Data for the task:
>>>

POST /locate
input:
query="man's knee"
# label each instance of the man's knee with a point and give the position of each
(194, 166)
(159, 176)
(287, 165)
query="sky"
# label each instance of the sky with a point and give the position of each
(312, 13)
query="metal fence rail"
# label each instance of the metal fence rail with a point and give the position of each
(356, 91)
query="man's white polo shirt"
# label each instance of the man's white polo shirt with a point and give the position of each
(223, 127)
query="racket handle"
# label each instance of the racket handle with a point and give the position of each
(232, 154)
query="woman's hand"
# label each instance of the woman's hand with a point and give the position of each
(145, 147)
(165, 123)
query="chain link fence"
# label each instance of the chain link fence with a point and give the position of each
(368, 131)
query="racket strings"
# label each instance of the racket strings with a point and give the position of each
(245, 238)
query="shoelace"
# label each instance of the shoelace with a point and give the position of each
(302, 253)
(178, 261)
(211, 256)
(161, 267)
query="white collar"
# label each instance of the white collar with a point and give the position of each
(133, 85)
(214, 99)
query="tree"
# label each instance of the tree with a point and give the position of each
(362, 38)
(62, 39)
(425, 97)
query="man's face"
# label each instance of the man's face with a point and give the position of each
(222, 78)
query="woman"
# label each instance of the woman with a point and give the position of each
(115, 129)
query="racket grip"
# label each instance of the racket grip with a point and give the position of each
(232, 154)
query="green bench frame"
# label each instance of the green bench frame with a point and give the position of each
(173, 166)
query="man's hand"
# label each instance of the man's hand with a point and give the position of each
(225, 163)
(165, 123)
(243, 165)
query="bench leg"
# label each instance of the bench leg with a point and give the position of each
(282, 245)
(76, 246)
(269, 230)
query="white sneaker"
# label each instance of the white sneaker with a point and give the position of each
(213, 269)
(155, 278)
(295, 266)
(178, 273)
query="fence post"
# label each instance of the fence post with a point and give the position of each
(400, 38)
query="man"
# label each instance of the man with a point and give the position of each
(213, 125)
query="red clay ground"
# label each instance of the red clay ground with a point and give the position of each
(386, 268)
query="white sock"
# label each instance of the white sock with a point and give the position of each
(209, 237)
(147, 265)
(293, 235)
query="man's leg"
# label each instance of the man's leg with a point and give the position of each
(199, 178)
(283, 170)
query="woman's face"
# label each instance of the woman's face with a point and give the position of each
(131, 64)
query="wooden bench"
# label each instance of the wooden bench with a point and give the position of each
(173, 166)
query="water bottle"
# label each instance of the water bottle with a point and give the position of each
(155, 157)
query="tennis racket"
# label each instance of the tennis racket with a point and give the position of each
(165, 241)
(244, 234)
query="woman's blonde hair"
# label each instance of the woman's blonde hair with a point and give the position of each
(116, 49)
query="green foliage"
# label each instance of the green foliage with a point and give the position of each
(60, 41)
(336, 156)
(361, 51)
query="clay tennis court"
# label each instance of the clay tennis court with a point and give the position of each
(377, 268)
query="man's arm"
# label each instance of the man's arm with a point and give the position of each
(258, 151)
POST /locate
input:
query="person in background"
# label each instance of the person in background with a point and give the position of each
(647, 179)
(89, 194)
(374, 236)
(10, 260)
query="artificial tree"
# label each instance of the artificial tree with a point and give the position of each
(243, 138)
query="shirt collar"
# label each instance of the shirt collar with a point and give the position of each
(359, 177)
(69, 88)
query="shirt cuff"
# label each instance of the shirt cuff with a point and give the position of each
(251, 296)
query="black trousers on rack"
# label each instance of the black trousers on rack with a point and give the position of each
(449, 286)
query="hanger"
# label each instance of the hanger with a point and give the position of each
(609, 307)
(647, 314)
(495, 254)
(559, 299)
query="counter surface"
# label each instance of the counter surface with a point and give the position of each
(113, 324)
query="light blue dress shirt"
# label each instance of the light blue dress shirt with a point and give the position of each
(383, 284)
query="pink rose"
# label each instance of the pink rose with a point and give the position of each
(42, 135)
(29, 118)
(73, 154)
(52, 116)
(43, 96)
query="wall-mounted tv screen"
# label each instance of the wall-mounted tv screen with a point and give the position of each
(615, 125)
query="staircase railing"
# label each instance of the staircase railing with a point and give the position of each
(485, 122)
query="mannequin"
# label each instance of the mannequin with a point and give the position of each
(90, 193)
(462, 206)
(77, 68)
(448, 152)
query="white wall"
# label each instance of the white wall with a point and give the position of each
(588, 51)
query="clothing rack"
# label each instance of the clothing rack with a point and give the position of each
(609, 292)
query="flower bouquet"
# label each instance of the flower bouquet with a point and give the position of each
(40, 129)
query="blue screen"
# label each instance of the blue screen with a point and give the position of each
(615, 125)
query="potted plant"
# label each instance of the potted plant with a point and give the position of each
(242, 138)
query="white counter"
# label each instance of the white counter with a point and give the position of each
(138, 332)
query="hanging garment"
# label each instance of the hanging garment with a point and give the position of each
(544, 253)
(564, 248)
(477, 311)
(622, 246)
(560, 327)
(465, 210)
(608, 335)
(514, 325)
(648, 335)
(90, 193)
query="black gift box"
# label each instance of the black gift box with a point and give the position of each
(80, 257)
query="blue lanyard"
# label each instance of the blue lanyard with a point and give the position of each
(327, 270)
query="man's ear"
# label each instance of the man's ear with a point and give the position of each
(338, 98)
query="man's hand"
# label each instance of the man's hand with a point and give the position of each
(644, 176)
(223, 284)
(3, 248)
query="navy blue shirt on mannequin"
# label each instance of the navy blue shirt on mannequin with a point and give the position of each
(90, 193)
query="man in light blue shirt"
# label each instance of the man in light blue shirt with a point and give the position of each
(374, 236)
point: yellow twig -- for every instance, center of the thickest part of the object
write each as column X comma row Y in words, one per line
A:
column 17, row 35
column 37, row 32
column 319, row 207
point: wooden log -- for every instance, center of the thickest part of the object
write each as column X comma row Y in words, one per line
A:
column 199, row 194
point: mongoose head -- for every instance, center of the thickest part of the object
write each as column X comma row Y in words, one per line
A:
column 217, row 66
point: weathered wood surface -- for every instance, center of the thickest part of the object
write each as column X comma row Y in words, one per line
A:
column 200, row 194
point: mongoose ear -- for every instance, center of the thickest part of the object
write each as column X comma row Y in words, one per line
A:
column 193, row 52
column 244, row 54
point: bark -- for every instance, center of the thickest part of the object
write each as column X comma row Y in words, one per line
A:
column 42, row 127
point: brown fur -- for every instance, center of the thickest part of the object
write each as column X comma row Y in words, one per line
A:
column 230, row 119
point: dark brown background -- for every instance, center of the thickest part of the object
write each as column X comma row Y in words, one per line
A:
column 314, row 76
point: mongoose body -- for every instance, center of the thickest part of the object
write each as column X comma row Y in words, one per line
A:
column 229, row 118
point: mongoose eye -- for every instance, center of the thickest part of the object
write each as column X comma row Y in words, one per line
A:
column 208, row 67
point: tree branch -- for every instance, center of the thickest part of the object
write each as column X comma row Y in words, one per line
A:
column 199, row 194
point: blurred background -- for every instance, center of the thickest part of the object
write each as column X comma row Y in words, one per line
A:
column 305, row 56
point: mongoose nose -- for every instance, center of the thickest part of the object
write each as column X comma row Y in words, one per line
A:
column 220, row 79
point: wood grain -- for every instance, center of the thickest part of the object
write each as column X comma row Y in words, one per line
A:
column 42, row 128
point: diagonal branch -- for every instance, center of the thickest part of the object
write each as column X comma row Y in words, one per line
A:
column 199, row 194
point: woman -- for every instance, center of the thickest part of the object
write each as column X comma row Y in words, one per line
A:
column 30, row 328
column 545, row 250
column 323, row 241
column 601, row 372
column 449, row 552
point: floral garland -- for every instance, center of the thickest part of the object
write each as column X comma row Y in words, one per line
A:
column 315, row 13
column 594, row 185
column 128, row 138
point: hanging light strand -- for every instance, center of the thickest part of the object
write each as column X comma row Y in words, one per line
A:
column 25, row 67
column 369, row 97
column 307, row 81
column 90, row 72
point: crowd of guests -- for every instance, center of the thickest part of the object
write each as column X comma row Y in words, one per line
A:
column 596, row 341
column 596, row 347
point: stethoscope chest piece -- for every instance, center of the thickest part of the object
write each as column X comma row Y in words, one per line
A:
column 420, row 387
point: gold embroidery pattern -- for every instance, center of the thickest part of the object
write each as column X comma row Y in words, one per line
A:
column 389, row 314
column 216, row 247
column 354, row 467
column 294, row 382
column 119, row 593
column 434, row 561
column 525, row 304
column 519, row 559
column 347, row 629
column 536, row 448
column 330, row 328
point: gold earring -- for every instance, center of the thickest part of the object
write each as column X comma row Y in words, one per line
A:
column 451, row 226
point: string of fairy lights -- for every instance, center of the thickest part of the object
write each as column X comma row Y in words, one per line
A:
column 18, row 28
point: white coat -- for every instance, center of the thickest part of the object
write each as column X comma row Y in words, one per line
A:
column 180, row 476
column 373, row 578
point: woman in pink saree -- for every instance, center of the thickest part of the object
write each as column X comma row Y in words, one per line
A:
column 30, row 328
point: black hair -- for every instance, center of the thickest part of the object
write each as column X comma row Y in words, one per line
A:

<<<

Objective:
Copy out the part that opens with the line containing "point: mongoose ear" and closes with the line containing "column 314, row 76", word for word, including both of those lines.

The reply:
point: mongoose ear -- for every instance, center of the thickest part of the object
write each as column X comma row Y in words, one per line
A:
column 193, row 52
column 244, row 54
point: bark -- for every instance, center of the thickest part of the object
write each as column X comma row Y in words, one per line
A:
column 42, row 127
point: brown fur -- for every instance, center of the thickest part of the object
write each as column X comma row Y in words, one per line
A:
column 230, row 119
point: dark brown background -- for every instance, center of the thickest part of the object
write each as column X comma row Y in words, one per line
A:
column 314, row 76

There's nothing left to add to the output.